→ Stored data:

-- START --

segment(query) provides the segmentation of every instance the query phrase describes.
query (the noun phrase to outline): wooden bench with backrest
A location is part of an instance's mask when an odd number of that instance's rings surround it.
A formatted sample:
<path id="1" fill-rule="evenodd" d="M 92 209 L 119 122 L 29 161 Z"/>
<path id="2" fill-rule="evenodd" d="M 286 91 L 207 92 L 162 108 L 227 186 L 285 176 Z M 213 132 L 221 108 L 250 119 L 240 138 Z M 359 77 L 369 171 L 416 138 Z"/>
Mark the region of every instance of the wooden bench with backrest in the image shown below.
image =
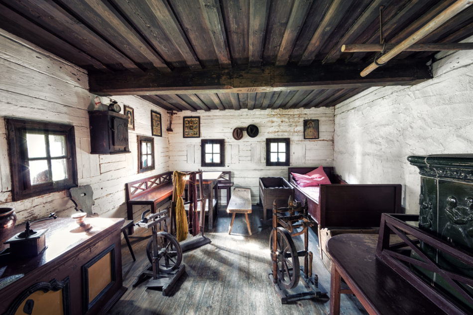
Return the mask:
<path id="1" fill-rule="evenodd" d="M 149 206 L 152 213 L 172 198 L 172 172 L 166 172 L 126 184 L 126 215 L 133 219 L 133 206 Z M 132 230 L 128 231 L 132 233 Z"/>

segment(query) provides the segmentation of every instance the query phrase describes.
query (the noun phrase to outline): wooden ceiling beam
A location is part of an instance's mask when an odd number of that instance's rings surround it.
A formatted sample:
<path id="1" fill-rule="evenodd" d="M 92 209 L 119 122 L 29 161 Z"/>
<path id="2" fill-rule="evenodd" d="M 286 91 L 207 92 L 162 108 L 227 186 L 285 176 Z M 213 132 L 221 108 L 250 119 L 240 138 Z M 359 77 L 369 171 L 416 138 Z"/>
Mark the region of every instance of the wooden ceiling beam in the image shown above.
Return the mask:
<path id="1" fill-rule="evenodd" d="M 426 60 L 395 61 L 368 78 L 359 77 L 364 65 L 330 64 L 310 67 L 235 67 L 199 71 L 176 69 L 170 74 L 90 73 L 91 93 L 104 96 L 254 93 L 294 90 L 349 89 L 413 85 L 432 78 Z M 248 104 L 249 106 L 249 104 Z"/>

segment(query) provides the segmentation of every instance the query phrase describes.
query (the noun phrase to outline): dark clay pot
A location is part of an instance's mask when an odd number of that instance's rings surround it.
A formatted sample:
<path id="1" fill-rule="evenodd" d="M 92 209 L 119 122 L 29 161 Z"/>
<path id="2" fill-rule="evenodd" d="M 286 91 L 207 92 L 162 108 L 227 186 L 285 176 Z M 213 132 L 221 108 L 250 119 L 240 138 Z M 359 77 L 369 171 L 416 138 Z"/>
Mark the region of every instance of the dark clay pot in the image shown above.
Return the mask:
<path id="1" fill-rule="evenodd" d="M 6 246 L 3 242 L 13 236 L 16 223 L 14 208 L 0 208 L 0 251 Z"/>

-- END --
-- START --

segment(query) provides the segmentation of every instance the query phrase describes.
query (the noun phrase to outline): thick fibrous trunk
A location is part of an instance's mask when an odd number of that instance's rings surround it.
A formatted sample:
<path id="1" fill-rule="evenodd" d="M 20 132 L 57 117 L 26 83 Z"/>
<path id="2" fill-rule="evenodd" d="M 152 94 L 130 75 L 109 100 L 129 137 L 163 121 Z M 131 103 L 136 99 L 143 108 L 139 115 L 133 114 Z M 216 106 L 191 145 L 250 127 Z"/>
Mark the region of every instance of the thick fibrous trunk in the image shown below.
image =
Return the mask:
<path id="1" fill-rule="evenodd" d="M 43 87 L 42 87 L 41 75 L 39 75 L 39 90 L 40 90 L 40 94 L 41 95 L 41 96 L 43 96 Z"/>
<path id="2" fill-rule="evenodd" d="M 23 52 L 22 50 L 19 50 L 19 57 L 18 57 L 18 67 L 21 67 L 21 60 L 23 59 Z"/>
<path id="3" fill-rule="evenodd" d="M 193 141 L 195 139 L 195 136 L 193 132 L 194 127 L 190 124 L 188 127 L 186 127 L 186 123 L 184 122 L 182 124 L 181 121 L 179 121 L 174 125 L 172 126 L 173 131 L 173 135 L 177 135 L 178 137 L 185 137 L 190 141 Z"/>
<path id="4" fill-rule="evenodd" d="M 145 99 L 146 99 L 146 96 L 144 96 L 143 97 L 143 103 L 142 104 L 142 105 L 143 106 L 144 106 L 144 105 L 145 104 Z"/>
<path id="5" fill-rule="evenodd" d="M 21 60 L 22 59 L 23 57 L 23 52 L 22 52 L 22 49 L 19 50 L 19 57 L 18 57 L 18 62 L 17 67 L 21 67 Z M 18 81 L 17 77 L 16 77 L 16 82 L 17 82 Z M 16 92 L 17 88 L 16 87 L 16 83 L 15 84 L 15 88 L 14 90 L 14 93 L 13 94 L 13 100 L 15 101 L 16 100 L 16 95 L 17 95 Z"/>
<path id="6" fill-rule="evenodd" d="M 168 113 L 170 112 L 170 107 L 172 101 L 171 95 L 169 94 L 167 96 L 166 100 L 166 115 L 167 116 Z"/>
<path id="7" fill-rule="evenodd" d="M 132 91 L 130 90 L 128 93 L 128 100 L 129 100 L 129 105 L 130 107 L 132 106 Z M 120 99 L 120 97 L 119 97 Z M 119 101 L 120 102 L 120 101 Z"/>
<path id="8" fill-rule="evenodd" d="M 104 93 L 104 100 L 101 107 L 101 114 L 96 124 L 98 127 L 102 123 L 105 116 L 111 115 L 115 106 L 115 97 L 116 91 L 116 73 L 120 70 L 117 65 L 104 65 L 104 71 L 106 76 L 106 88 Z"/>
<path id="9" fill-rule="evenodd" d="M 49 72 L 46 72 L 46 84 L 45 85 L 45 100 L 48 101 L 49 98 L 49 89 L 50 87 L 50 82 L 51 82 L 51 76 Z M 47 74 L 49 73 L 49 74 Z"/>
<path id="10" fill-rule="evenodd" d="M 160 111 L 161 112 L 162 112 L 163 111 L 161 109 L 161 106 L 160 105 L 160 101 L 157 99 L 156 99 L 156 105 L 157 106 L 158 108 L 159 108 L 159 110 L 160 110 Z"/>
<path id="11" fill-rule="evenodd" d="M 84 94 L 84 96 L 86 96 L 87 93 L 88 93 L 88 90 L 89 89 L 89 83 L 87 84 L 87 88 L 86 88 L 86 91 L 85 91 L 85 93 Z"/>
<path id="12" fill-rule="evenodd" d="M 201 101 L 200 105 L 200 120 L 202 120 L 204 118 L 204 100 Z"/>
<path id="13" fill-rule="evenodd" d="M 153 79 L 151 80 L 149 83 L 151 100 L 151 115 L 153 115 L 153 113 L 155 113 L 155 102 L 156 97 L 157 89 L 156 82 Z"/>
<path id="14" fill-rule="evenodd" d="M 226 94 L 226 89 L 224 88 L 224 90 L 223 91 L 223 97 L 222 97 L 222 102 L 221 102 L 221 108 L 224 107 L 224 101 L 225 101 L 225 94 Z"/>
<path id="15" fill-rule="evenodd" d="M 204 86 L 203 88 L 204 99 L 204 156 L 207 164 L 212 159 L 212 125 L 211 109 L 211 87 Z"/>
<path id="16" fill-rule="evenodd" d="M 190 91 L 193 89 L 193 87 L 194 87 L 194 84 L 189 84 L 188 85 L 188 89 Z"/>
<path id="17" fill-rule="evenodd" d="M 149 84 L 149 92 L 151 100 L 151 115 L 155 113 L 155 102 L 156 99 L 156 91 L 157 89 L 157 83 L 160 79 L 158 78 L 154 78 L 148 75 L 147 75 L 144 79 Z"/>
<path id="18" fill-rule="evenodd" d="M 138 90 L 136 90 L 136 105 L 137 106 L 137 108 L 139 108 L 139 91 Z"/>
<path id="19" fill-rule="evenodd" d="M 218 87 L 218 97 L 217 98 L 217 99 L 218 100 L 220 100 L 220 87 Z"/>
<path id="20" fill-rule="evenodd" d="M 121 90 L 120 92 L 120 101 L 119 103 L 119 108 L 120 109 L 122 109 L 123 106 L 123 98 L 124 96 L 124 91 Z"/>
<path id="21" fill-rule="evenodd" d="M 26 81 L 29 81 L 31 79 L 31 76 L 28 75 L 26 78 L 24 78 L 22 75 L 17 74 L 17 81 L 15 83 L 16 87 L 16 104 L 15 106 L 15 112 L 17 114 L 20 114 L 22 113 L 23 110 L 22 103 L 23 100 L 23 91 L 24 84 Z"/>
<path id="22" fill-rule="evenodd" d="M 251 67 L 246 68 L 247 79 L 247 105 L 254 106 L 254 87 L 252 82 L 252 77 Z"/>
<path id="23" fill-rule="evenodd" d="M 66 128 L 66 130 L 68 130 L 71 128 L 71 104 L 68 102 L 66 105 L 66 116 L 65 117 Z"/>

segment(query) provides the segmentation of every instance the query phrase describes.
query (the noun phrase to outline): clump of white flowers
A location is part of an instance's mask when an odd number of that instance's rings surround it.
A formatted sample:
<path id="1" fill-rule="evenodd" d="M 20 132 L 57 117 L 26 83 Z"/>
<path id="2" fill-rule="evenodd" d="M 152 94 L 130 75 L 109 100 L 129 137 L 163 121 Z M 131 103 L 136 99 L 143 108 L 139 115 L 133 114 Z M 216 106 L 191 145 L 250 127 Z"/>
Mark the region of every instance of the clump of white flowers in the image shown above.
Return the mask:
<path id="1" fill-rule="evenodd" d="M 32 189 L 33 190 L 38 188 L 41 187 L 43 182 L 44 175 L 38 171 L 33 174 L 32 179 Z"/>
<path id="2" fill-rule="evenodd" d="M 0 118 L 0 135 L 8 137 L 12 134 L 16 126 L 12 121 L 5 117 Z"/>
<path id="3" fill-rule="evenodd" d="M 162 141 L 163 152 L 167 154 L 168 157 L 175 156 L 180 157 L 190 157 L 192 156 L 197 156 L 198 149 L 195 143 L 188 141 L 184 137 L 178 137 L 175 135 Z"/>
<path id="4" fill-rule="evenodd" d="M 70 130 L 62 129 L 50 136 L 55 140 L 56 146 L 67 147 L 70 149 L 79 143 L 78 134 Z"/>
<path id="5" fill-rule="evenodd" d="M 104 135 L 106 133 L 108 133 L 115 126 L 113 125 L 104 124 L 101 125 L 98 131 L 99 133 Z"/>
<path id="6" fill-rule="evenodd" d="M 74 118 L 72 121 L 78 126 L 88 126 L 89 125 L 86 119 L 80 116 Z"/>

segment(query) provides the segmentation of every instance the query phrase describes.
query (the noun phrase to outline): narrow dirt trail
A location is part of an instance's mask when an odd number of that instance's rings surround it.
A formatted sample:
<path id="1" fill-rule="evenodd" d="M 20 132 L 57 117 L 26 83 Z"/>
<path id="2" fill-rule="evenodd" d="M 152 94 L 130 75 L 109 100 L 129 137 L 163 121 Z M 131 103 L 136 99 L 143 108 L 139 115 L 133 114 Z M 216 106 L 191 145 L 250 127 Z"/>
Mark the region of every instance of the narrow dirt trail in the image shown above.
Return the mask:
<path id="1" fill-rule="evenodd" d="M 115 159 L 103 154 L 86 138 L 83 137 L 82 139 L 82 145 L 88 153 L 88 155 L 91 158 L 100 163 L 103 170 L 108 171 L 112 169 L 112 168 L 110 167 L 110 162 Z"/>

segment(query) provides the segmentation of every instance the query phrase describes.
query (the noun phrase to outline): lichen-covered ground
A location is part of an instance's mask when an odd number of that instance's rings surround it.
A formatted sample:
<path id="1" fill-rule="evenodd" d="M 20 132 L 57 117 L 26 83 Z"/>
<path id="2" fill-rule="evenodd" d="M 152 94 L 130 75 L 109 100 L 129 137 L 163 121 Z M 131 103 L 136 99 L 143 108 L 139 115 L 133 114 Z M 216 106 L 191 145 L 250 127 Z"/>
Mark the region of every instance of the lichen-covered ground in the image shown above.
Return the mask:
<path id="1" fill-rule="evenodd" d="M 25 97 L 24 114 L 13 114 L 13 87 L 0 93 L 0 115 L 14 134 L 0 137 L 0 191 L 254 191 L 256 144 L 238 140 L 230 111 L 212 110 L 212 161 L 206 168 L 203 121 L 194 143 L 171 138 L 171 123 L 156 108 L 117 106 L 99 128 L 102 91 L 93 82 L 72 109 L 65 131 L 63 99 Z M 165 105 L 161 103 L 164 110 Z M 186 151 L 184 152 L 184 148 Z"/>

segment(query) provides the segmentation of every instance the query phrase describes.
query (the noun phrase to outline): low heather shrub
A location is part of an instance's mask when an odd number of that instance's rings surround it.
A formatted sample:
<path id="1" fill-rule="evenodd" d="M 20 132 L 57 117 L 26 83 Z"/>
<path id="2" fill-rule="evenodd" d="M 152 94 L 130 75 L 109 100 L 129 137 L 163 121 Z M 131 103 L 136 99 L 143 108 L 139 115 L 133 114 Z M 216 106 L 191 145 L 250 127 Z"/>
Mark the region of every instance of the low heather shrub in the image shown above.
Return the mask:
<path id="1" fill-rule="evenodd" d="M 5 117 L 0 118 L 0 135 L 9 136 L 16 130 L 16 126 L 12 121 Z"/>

-- END --

Show each line of the items above that contains the word "outline", copied in full.

query (the noun phrase to outline): wooden bench with backrest
query (the noun phrase to outline): wooden ceiling beam
query (the noun phrase to outline): dark clay pot
query (the noun phrase to outline): thick fibrous trunk
query (the noun phrase to outline): clump of white flowers
query (the noun phrase to outline): narrow dirt trail
query (the noun phrase to outline): lichen-covered ground
query (the noun phrase to outline): low heather shrub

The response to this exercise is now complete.